## WHAT YOU SHOULD DO
Count the lines in the entries below that contain the word "doorway", and reply with that number alone.

## RECORDS PROVIDED
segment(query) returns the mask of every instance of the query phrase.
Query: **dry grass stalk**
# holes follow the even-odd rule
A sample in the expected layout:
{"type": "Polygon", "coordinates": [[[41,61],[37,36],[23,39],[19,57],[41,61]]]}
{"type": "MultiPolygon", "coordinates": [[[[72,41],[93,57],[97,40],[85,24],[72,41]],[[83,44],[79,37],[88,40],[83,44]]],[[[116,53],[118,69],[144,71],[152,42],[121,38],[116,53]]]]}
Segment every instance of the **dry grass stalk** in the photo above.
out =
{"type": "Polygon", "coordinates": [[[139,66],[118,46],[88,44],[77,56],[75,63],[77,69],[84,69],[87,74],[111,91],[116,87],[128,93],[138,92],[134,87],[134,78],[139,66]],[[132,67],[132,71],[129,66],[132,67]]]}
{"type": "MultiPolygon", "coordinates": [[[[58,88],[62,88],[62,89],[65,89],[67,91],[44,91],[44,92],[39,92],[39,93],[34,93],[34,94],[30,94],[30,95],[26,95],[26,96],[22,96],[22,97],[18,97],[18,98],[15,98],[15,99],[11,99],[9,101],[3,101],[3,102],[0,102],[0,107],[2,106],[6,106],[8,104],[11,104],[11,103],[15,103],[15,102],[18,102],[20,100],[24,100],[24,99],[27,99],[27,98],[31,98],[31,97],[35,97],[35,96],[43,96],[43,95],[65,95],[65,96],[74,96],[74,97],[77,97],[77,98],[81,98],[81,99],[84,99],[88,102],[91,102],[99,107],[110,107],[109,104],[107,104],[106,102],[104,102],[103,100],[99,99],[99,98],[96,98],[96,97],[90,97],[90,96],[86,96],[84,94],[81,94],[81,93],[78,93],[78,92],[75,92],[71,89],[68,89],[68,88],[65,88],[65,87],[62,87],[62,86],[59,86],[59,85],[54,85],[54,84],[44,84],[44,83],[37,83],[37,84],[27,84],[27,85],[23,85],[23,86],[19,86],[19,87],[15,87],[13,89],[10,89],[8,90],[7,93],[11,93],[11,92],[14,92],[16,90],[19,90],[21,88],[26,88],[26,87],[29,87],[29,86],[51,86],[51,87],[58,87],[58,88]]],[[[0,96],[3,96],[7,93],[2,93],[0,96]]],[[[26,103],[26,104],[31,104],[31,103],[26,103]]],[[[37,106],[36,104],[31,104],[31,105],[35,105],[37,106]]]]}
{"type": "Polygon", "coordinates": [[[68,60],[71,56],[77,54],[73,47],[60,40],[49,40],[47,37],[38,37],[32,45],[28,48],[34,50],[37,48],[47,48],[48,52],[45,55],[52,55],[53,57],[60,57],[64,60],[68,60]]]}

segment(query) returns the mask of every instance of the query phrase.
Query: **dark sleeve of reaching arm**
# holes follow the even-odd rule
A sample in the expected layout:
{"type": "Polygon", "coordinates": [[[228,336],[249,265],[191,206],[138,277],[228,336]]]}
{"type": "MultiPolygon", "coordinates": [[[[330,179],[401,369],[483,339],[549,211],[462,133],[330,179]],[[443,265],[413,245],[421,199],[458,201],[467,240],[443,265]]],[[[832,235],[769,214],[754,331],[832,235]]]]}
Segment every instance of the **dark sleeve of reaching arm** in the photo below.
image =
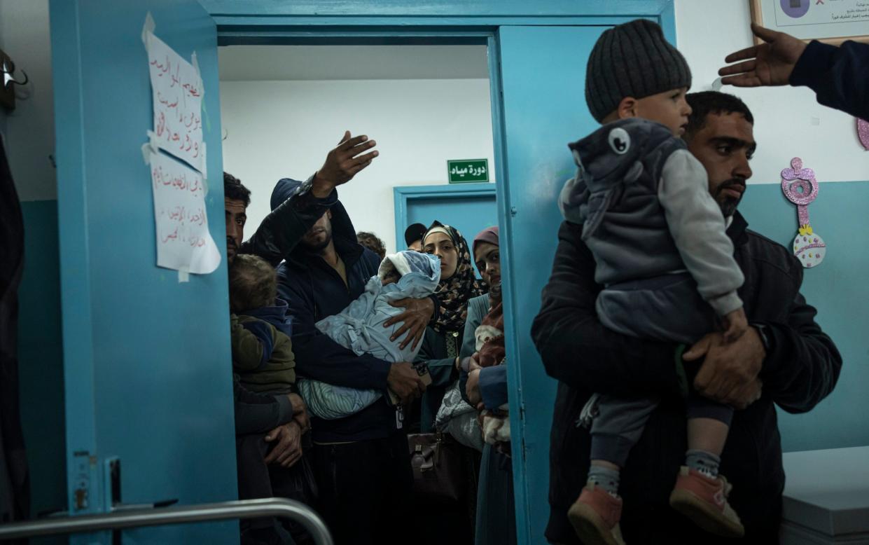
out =
{"type": "Polygon", "coordinates": [[[385,390],[391,364],[368,354],[356,356],[317,329],[311,294],[302,289],[305,282],[278,269],[278,294],[289,302],[288,314],[293,316],[296,373],[335,386],[385,390]]]}
{"type": "Polygon", "coordinates": [[[791,85],[806,85],[825,106],[869,119],[869,43],[836,47],[809,43],[791,72],[791,85]]]}
{"type": "Polygon", "coordinates": [[[266,433],[293,419],[293,406],[286,395],[256,394],[233,381],[235,434],[266,433]]]}
{"type": "Polygon", "coordinates": [[[760,376],[763,391],[789,413],[811,410],[826,397],[842,369],[842,356],[814,321],[816,314],[798,292],[786,323],[762,322],[769,342],[760,376]]]}
{"type": "Polygon", "coordinates": [[[586,391],[614,395],[680,393],[676,345],[611,331],[594,308],[600,286],[582,228],[564,222],[552,276],[531,329],[547,373],[586,391]]]}
{"type": "Polygon", "coordinates": [[[316,198],[310,191],[291,196],[262,220],[239,253],[255,254],[276,266],[337,201],[335,189],[324,199],[316,198]]]}

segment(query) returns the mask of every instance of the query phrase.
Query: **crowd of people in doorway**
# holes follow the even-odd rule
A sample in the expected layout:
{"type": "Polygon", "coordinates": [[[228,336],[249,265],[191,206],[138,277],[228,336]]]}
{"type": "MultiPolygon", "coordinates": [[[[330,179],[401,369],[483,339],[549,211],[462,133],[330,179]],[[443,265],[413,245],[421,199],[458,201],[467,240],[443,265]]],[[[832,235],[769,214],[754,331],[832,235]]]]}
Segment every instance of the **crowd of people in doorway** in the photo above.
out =
{"type": "MultiPolygon", "coordinates": [[[[869,117],[869,45],[753,30],[764,43],[727,57],[726,83],[808,85],[869,117]]],[[[560,382],[550,542],[776,542],[774,406],[810,410],[838,379],[800,263],[738,210],[752,112],[690,87],[646,20],[587,62],[601,127],[569,145],[532,331],[560,382]]],[[[280,180],[246,241],[250,191],[224,173],[240,497],[308,503],[337,543],[517,542],[499,229],[468,243],[430,218],[388,254],[337,195],[375,145],[346,132],[313,176],[280,180]]],[[[272,518],[242,529],[310,541],[272,518]]]]}

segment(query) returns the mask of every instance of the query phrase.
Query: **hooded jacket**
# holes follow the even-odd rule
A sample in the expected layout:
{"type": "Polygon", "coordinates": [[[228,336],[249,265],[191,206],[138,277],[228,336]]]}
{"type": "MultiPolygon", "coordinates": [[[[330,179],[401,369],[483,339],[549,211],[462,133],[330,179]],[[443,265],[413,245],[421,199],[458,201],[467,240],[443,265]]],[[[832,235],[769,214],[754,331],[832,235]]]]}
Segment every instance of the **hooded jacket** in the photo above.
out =
{"type": "MultiPolygon", "coordinates": [[[[284,178],[272,193],[272,205],[293,205],[301,183],[284,178]]],[[[355,355],[323,334],[316,322],[342,312],[377,274],[380,258],[356,242],[356,231],[340,201],[332,206],[332,240],[344,262],[347,285],[322,257],[299,244],[277,268],[278,294],[293,316],[293,351],[298,376],[336,386],[386,391],[391,363],[368,354],[355,355]]],[[[313,418],[314,441],[340,442],[387,437],[397,429],[395,409],[380,399],[346,418],[313,418]]]]}
{"type": "Polygon", "coordinates": [[[252,392],[291,392],[295,384],[287,302],[232,315],[232,362],[252,392]]]}
{"type": "MultiPolygon", "coordinates": [[[[664,125],[635,117],[569,144],[578,166],[559,199],[605,286],[687,269],[719,316],[742,306],[744,280],[706,169],[664,125]]],[[[607,296],[604,292],[603,296],[607,296]]]]}
{"type": "MultiPolygon", "coordinates": [[[[368,354],[390,362],[413,362],[421,345],[414,348],[408,344],[401,349],[403,339],[391,341],[390,337],[402,324],[384,328],[383,323],[404,311],[390,302],[405,297],[419,299],[434,293],[441,280],[440,263],[434,256],[411,250],[387,256],[381,263],[380,273],[368,280],[362,295],[341,313],[317,322],[317,329],[357,356],[368,354]],[[382,277],[391,269],[397,269],[401,277],[384,286],[382,277]]],[[[358,389],[312,380],[301,381],[299,391],[311,414],[329,420],[357,413],[383,395],[378,389],[358,389]]]]}

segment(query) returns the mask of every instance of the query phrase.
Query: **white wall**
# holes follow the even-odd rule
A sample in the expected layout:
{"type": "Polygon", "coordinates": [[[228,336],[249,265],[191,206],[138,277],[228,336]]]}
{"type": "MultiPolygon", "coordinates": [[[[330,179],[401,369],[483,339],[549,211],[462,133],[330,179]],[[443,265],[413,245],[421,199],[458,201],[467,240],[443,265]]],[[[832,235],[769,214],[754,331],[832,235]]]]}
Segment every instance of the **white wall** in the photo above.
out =
{"type": "Polygon", "coordinates": [[[48,0],[0,0],[0,49],[30,82],[16,86],[16,109],[0,107],[0,130],[18,198],[57,198],[57,183],[49,155],[54,154],[54,93],[48,0]]]}
{"type": "MultiPolygon", "coordinates": [[[[676,39],[693,76],[693,91],[708,90],[727,54],[753,45],[747,0],[676,0],[676,39]]],[[[779,183],[779,174],[799,156],[822,182],[869,180],[869,151],[851,116],[817,103],[807,87],[739,89],[754,116],[757,153],[750,183],[779,183]]],[[[823,198],[821,194],[819,198],[823,198]]]]}
{"type": "Polygon", "coordinates": [[[487,157],[494,170],[488,79],[221,82],[220,92],[223,169],[253,191],[249,236],[275,183],[314,174],[345,130],[381,155],[339,189],[342,203],[389,251],[393,187],[446,183],[448,159],[487,157]]]}

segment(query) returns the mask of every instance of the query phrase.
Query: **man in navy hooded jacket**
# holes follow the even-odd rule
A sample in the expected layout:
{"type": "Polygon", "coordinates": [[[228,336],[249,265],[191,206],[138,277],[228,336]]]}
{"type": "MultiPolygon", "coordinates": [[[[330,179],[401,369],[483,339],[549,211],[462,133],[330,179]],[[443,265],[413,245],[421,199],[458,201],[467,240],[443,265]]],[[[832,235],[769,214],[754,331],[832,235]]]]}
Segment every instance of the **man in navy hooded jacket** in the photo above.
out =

## RESULT FOR THIS EXERCISE
2